Listing ::
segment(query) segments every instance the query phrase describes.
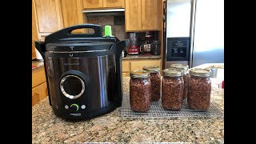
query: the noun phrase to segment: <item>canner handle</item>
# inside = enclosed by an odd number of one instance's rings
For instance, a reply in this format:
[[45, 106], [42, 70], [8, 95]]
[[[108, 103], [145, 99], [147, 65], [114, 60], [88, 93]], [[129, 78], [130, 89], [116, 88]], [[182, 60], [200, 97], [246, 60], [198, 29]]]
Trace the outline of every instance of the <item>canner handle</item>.
[[[71, 32], [78, 29], [93, 29], [94, 30], [94, 34], [72, 34]], [[95, 24], [81, 24], [66, 27], [60, 30], [58, 30], [45, 38], [46, 43], [54, 42], [55, 41], [65, 38], [102, 38], [102, 27], [100, 25]]]

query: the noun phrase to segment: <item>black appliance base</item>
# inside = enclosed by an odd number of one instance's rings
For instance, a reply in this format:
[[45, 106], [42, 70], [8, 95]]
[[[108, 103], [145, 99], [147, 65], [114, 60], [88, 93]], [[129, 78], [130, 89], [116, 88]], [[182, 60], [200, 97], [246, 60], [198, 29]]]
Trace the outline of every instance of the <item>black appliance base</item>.
[[58, 110], [54, 107], [52, 107], [52, 109], [53, 109], [54, 114], [58, 116], [59, 118], [62, 118], [66, 120], [80, 121], [80, 120], [91, 119], [93, 118], [108, 114], [113, 111], [114, 110], [115, 110], [118, 106], [119, 106], [117, 103], [113, 103], [111, 105], [102, 107], [101, 109], [90, 110], [88, 114], [83, 114], [82, 116], [71, 116], [66, 110]]

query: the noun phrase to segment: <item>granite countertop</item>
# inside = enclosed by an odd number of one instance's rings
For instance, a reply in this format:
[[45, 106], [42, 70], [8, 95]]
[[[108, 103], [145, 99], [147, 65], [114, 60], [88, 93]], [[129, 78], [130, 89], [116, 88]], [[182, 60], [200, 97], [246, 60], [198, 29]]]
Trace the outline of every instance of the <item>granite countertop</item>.
[[129, 55], [127, 54], [126, 57], [122, 58], [122, 59], [161, 59], [161, 55], [142, 55], [142, 54], [137, 54], [137, 55]]
[[[129, 77], [123, 90], [129, 90]], [[212, 87], [211, 102], [224, 114], [224, 90]], [[48, 98], [32, 108], [32, 142], [224, 143], [224, 119], [123, 119], [120, 107], [91, 120], [72, 122], [56, 117]]]
[[[34, 66], [34, 67], [33, 67]], [[32, 70], [43, 66], [43, 60], [32, 61]]]

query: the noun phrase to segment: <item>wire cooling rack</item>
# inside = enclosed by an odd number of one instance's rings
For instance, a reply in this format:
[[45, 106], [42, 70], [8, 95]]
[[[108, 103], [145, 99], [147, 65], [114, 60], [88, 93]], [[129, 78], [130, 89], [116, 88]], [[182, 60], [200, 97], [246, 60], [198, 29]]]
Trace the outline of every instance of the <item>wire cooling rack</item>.
[[186, 101], [179, 111], [171, 111], [162, 108], [161, 98], [158, 102], [151, 102], [147, 112], [134, 112], [130, 110], [129, 93], [124, 93], [121, 107], [121, 117], [123, 118], [222, 118], [223, 114], [212, 103], [206, 111], [190, 110]]

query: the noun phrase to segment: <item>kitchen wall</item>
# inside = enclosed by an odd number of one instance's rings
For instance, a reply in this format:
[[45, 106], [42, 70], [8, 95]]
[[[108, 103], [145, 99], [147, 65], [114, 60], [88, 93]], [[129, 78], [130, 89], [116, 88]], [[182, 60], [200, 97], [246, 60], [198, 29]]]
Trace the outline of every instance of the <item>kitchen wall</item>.
[[[125, 31], [124, 16], [93, 16], [87, 17], [87, 23], [101, 25], [104, 35], [104, 26], [111, 26], [112, 35], [117, 37], [120, 41], [128, 38], [128, 33]], [[89, 30], [89, 33], [93, 33]]]

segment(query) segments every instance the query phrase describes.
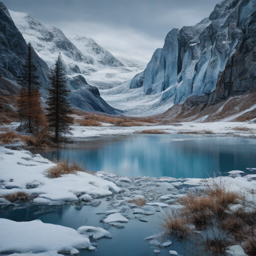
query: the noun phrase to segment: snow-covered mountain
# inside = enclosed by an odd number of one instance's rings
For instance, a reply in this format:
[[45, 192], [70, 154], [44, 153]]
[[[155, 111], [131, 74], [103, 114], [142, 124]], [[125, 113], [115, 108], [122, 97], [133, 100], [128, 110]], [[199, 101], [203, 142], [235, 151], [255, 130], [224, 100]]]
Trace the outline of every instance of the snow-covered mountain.
[[[192, 96], [210, 94], [216, 88], [218, 76], [244, 42], [246, 47], [255, 49], [256, 10], [256, 0], [224, 0], [209, 18], [194, 26], [172, 30], [163, 48], [154, 53], [138, 86], [143, 86], [146, 94], [164, 92], [162, 101], [172, 99], [174, 104], [182, 103]], [[250, 72], [249, 66], [256, 61], [254, 54], [247, 58]], [[237, 61], [243, 64], [242, 60]], [[240, 92], [244, 89], [242, 85], [236, 88]]]
[[[30, 18], [28, 18], [30, 20]], [[34, 28], [38, 26], [38, 24], [35, 23], [32, 26]], [[22, 24], [20, 24], [22, 25]], [[54, 33], [56, 30], [56, 28], [49, 26], [51, 32]], [[38, 36], [41, 33], [44, 36], [42, 38], [46, 42], [50, 41], [49, 45], [46, 44], [46, 47], [48, 47], [47, 50], [54, 49], [54, 44], [51, 44], [51, 38], [54, 36], [49, 32], [44, 34], [42, 30], [40, 30], [40, 26], [38, 28]], [[56, 33], [59, 34], [59, 38], [65, 40], [64, 36], [61, 32], [57, 30]], [[29, 30], [32, 39], [34, 39], [32, 32], [33, 30]], [[58, 40], [56, 40], [57, 42]], [[62, 50], [66, 54], [73, 52], [74, 56], [70, 56], [74, 60], [79, 60], [82, 58], [76, 46], [68, 44], [68, 41], [64, 42], [58, 42], [56, 44], [62, 48]], [[66, 48], [65, 49], [66, 46]], [[70, 49], [68, 47], [71, 48]], [[12, 20], [10, 14], [4, 4], [0, 2], [0, 94], [2, 95], [18, 95], [20, 86], [16, 82], [17, 77], [20, 72], [20, 69], [25, 62], [26, 58], [26, 44], [22, 33], [19, 31]], [[44, 56], [50, 53], [46, 50]], [[48, 85], [48, 75], [50, 72], [49, 68], [44, 61], [33, 50], [33, 59], [35, 64], [38, 69], [37, 74], [40, 77], [42, 83], [40, 92], [42, 100], [44, 100], [47, 96], [47, 87]], [[108, 114], [115, 114], [120, 113], [122, 112], [116, 110], [108, 105], [100, 96], [98, 90], [96, 87], [88, 84], [84, 76], [80, 74], [74, 74], [70, 76], [68, 78], [70, 89], [72, 90], [70, 94], [69, 100], [72, 106], [74, 108], [84, 110], [86, 111], [100, 112]], [[11, 102], [10, 102], [10, 104]]]
[[209, 18], [172, 30], [144, 71], [103, 97], [120, 109], [125, 98], [131, 114], [150, 114], [186, 100], [204, 108], [256, 89], [256, 0], [224, 0]]
[[59, 28], [44, 24], [30, 14], [10, 12], [26, 42], [31, 42], [49, 66], [62, 54], [70, 77], [80, 74], [90, 84], [106, 89], [123, 84], [144, 69], [126, 68], [91, 38], [76, 36], [68, 38]]

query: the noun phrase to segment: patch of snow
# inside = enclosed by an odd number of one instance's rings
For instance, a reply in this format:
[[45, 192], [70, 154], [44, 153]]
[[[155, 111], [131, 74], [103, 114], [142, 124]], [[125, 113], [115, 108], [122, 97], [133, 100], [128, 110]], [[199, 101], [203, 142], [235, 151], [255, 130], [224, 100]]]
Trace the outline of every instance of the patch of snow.
[[104, 223], [110, 223], [112, 222], [118, 222], [120, 223], [127, 223], [128, 220], [118, 212], [109, 215], [106, 218], [103, 220]]
[[[0, 146], [0, 154], [13, 152], [14, 154], [4, 154], [4, 159], [0, 159], [1, 168], [0, 179], [5, 180], [4, 186], [12, 186], [11, 190], [0, 188], [0, 196], [7, 194], [22, 192], [28, 194], [39, 194], [34, 202], [43, 204], [56, 204], [60, 201], [78, 200], [76, 195], [84, 194], [80, 198], [92, 200], [92, 198], [99, 198], [112, 194], [110, 189], [118, 192], [121, 189], [111, 182], [90, 174], [78, 172], [76, 174], [63, 175], [56, 178], [48, 178], [45, 171], [54, 166], [54, 164], [48, 164], [48, 161], [40, 155], [34, 158], [38, 161], [36, 166], [26, 166], [16, 163], [22, 158], [28, 157], [30, 152], [26, 150], [12, 150]], [[8, 182], [13, 179], [12, 182]], [[33, 184], [34, 180], [40, 186], [32, 189], [27, 188], [28, 184]], [[84, 197], [83, 197], [84, 196]], [[90, 196], [90, 197], [89, 197]]]
[[43, 223], [40, 220], [16, 222], [0, 218], [0, 252], [17, 252], [36, 253], [40, 252], [69, 251], [88, 248], [89, 240], [70, 228]]
[[94, 239], [99, 239], [102, 238], [112, 238], [112, 236], [108, 232], [101, 228], [83, 226], [78, 228], [77, 231], [79, 234], [87, 238], [92, 236], [92, 238]]
[[229, 256], [248, 256], [240, 246], [230, 246], [226, 252]]

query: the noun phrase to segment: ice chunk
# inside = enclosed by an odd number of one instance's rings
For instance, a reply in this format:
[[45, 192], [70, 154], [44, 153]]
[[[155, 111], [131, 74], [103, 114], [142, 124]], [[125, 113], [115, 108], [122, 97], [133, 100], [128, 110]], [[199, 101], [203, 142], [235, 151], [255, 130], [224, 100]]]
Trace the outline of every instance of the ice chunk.
[[92, 238], [94, 239], [99, 239], [102, 238], [112, 238], [112, 236], [108, 232], [101, 228], [83, 226], [78, 228], [78, 232], [86, 236], [88, 238], [92, 236]]
[[82, 201], [92, 201], [92, 198], [88, 194], [84, 194], [79, 197], [79, 200]]
[[161, 245], [161, 244], [156, 239], [153, 239], [152, 240], [150, 240], [150, 244], [152, 246], [160, 246]]
[[161, 244], [161, 247], [168, 247], [170, 246], [172, 244], [171, 241], [167, 241], [166, 242], [164, 242]]
[[164, 204], [163, 202], [147, 202], [146, 204], [148, 206], [160, 206], [160, 207], [168, 207], [169, 204]]
[[110, 214], [108, 217], [103, 220], [104, 223], [110, 223], [112, 222], [119, 222], [120, 223], [127, 223], [128, 220], [119, 212]]

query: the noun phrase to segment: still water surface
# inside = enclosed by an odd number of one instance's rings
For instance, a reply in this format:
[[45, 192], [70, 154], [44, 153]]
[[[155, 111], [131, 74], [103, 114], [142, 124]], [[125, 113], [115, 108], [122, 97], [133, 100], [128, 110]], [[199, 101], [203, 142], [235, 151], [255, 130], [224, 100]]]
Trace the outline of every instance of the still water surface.
[[[124, 224], [124, 228], [120, 229], [114, 227], [108, 228], [108, 225], [100, 222], [102, 216], [96, 214], [102, 212], [108, 206], [108, 203], [103, 200], [100, 206], [84, 206], [82, 208], [74, 206], [31, 206], [26, 208], [5, 212], [0, 212], [0, 218], [4, 218], [16, 222], [28, 222], [40, 220], [44, 223], [62, 225], [76, 230], [84, 226], [98, 226], [110, 232], [112, 238], [102, 238], [98, 240], [98, 250], [96, 252], [79, 250], [80, 256], [155, 256], [152, 248], [144, 238], [160, 232], [158, 223], [160, 221], [160, 214], [146, 216], [148, 222], [140, 222], [138, 220], [129, 220]], [[108, 226], [109, 228], [109, 226]], [[170, 237], [172, 242], [171, 246], [161, 249], [162, 256], [170, 256], [168, 251], [174, 250], [184, 256], [201, 256], [202, 254], [192, 254], [188, 245]]]
[[206, 178], [256, 168], [253, 138], [132, 135], [79, 140], [40, 153], [50, 160], [74, 158], [88, 170], [131, 177]]

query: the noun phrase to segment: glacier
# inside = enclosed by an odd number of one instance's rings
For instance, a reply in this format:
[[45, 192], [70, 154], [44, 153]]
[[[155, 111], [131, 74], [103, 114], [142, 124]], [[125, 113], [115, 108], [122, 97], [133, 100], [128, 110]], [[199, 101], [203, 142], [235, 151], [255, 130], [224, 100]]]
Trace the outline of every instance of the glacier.
[[104, 98], [124, 110], [126, 95], [128, 112], [146, 116], [190, 98], [206, 106], [255, 90], [256, 10], [256, 0], [224, 0], [196, 25], [172, 29], [146, 68]]

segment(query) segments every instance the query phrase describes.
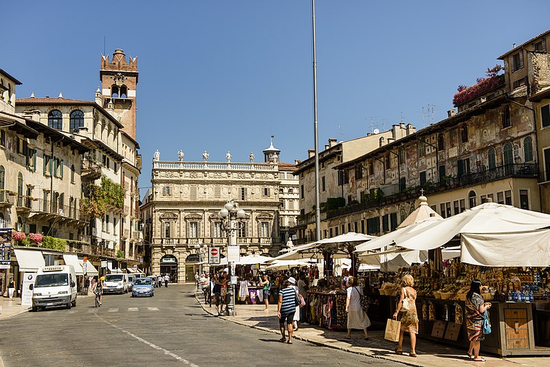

Aim of the exercise :: Copy out the lines of the data verbatim, from the line with "query: the noun phrase to segment: still" up to and including the line with "170], [131, 177]]".

Answer ::
query: the noun phrase to segment: still water surface
# inside = enclosed by an odd number of one instance's rings
For instance, a reply in this format:
[[45, 192], [70, 154], [44, 153]]
[[[155, 111], [131, 74], [103, 114], [142, 124]], [[125, 113], [115, 108], [122, 97], [133, 100], [128, 110]], [[199, 101], [203, 142], [235, 151], [255, 130], [224, 100]]]
Trace the outline of every instance of the still water surface.
[[[124, 224], [124, 228], [120, 229], [114, 227], [108, 228], [108, 225], [100, 222], [102, 216], [96, 214], [102, 212], [108, 206], [108, 203], [103, 200], [100, 206], [84, 206], [82, 208], [74, 206], [31, 206], [26, 208], [5, 212], [0, 212], [0, 218], [4, 218], [16, 222], [28, 222], [40, 220], [44, 223], [62, 225], [76, 230], [84, 226], [98, 226], [110, 232], [112, 238], [102, 238], [98, 240], [98, 250], [96, 252], [79, 250], [80, 256], [155, 256], [152, 248], [144, 238], [160, 232], [158, 223], [160, 221], [160, 214], [146, 216], [148, 222], [140, 222], [138, 220], [129, 220]], [[108, 226], [109, 228], [109, 226]], [[170, 237], [172, 242], [171, 246], [161, 249], [162, 256], [170, 256], [168, 251], [174, 250], [184, 256], [201, 256], [202, 254], [192, 254], [188, 245]]]
[[206, 178], [256, 168], [253, 138], [132, 135], [79, 140], [40, 153], [50, 160], [74, 158], [88, 170], [131, 177]]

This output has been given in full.